Count the lines in the rows below that contain the word "foliage". Case matters. Reply with only the number.

[Stored entries]
__________

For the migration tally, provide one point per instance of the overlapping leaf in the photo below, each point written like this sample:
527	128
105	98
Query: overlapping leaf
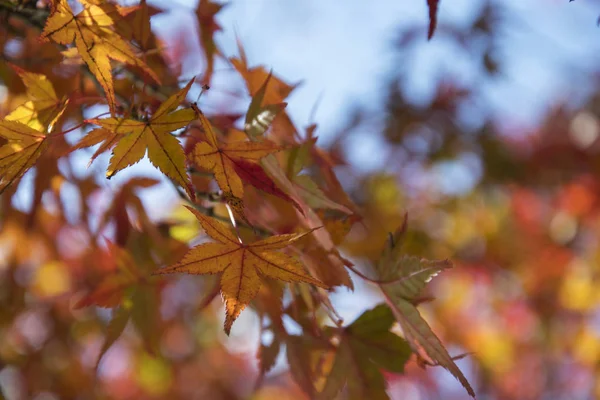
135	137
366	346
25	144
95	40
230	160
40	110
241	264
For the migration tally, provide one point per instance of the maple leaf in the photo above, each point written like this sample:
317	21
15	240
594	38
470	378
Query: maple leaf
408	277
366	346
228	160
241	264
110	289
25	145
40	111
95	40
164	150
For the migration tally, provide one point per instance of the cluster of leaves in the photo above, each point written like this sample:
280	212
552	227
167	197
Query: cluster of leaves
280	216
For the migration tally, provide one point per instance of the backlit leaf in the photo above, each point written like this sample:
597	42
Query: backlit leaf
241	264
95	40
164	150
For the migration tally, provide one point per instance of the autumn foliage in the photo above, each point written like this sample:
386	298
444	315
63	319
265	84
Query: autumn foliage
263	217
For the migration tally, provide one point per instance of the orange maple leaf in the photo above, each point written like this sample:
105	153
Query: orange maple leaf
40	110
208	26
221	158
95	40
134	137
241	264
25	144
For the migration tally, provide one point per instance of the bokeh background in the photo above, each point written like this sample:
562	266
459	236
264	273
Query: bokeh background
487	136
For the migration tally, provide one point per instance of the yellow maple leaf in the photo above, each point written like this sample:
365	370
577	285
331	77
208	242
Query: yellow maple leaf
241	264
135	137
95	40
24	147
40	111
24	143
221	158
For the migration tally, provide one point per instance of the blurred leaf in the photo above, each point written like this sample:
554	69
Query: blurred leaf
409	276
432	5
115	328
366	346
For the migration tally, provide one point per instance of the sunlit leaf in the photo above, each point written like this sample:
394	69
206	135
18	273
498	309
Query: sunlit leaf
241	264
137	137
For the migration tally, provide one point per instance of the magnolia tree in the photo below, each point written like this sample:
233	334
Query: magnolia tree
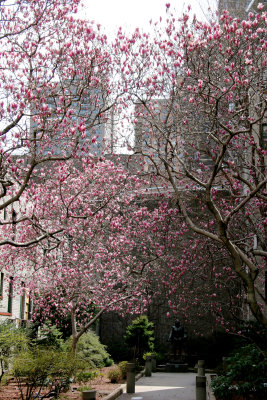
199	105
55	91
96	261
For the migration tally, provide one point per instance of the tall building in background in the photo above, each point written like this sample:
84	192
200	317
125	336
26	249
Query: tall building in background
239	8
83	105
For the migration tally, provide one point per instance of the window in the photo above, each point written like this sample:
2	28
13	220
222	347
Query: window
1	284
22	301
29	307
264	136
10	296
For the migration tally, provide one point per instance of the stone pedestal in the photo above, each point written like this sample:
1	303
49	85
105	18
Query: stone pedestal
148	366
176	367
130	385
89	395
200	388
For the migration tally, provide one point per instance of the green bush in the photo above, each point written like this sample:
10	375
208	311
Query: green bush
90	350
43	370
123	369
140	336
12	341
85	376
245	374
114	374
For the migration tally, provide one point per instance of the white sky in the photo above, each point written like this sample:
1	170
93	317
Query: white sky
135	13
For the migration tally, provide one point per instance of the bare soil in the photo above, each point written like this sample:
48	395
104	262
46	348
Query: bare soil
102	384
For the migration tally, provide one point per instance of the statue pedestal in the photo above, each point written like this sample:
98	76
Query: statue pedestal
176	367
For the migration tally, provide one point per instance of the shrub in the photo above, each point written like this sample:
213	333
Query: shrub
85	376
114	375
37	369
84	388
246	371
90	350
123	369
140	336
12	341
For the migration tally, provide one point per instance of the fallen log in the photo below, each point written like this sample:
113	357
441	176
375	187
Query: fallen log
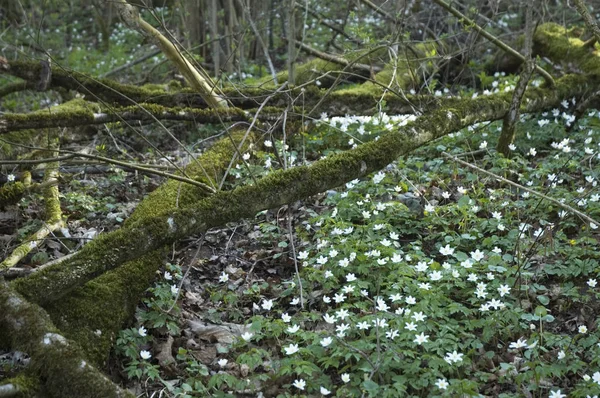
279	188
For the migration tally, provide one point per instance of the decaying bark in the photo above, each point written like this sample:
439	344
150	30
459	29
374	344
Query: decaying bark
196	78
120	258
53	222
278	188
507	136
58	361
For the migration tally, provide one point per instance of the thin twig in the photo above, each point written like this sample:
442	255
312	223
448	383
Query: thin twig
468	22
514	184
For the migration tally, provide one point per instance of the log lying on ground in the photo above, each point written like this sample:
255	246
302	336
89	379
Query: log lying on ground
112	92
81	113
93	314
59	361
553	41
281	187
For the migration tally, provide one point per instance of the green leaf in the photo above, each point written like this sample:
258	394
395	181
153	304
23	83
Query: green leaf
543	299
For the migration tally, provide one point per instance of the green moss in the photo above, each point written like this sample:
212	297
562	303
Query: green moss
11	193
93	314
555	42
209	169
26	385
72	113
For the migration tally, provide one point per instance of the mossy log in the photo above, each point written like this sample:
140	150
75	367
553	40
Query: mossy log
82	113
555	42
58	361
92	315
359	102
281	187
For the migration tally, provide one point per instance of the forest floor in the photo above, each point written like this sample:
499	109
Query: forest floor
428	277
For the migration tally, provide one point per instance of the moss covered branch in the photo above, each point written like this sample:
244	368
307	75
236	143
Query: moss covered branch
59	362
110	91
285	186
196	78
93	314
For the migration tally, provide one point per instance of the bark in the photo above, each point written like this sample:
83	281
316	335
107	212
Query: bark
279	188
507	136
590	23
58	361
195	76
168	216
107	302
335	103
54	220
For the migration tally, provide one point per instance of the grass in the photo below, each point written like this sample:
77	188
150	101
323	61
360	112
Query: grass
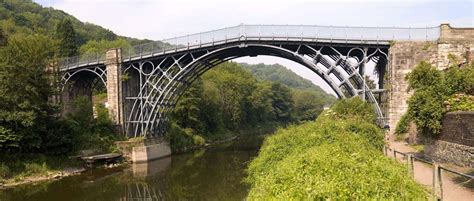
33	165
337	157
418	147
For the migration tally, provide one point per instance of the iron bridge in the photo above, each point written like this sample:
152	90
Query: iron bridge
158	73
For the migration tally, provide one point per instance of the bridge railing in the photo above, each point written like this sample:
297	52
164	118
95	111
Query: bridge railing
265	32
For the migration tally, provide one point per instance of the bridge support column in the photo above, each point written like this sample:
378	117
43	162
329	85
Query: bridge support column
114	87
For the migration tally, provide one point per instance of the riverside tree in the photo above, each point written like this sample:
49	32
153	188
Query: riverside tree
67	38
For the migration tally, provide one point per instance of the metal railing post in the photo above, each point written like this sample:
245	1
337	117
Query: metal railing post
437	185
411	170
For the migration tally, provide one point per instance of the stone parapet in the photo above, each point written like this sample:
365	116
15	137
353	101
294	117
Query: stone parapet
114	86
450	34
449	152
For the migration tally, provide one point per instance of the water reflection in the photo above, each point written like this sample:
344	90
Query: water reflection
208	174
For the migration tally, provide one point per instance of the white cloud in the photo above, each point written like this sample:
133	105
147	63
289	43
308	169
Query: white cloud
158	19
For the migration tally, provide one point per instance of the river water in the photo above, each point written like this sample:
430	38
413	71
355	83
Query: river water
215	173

__________

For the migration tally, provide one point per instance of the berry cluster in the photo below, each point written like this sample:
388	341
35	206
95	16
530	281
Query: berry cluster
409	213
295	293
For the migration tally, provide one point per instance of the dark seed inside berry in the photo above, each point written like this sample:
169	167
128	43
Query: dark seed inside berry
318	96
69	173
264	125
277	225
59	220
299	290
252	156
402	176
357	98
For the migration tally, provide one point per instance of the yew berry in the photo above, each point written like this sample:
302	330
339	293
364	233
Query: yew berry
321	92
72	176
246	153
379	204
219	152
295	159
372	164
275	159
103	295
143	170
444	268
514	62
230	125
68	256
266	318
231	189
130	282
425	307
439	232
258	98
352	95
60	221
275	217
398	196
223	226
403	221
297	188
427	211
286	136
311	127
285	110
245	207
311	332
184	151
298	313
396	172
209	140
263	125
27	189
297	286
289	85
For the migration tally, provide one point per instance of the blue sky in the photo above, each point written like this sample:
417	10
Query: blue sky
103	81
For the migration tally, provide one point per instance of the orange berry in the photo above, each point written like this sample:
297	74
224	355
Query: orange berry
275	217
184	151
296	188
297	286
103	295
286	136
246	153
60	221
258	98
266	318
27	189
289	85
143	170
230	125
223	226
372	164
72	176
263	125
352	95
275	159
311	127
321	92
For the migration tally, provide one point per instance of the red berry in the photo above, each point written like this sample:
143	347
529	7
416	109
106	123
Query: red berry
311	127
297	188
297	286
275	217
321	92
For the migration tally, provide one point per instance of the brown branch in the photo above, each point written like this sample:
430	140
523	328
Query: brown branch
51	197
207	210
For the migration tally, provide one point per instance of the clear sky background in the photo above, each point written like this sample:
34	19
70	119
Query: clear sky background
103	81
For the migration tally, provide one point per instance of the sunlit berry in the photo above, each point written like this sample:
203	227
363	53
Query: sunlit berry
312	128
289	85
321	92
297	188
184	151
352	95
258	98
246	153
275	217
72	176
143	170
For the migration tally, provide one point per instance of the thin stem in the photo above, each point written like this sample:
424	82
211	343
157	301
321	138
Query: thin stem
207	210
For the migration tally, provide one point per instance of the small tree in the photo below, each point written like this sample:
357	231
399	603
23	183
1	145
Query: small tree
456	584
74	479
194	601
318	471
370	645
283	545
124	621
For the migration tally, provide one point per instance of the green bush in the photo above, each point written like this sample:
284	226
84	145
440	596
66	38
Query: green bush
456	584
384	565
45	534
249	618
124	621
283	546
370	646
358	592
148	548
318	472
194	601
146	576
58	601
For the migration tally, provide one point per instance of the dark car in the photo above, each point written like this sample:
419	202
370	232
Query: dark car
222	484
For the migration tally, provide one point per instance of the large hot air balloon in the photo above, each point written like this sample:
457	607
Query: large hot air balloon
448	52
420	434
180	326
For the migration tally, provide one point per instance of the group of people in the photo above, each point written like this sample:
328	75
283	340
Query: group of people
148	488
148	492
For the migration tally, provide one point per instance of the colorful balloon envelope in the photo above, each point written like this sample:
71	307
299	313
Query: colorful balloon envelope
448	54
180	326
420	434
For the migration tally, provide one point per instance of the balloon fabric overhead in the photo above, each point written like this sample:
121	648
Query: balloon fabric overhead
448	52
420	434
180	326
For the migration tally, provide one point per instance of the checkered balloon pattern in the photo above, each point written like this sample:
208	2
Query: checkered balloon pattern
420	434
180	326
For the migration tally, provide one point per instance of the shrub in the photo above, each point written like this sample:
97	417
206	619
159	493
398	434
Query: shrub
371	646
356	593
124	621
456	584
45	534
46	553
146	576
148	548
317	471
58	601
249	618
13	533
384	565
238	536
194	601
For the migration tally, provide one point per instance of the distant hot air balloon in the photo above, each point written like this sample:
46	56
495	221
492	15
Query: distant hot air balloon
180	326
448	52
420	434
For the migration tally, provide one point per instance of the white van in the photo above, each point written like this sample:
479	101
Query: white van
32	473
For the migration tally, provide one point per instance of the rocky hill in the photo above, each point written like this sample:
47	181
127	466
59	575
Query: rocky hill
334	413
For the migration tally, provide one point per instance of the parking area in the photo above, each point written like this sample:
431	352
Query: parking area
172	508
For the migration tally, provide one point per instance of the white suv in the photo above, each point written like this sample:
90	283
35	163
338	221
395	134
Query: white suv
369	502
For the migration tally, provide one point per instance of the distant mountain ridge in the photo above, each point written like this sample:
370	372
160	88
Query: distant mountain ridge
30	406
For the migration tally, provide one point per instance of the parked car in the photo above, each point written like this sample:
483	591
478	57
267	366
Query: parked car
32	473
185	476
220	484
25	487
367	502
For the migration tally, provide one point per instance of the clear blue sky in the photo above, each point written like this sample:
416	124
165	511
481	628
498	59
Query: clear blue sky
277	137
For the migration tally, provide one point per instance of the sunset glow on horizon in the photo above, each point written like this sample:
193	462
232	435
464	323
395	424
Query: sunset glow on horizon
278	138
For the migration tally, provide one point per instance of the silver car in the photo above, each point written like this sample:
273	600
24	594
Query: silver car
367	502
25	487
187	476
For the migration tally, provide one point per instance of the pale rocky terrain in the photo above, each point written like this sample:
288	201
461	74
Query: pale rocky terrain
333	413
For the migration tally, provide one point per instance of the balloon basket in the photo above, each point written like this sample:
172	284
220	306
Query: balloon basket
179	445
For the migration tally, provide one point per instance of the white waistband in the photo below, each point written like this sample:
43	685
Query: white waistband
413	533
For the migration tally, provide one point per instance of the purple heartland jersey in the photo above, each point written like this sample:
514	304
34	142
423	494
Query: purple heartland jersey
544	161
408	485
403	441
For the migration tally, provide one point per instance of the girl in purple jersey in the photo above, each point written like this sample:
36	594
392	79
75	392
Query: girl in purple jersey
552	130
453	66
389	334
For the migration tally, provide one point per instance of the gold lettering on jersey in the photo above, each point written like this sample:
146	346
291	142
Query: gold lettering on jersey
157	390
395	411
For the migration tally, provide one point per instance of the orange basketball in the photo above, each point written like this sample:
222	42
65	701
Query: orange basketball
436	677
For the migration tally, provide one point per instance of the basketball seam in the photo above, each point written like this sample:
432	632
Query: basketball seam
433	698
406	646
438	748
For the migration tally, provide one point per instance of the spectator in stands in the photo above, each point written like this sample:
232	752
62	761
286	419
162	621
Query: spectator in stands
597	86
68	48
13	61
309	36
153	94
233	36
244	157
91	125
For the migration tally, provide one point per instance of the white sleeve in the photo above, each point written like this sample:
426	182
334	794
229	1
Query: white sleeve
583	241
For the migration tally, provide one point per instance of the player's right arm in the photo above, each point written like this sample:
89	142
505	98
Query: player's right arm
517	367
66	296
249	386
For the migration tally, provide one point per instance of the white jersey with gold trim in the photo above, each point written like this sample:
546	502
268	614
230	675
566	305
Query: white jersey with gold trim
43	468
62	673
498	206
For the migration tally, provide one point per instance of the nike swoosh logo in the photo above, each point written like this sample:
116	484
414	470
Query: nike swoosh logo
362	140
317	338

__________

» Written reply
2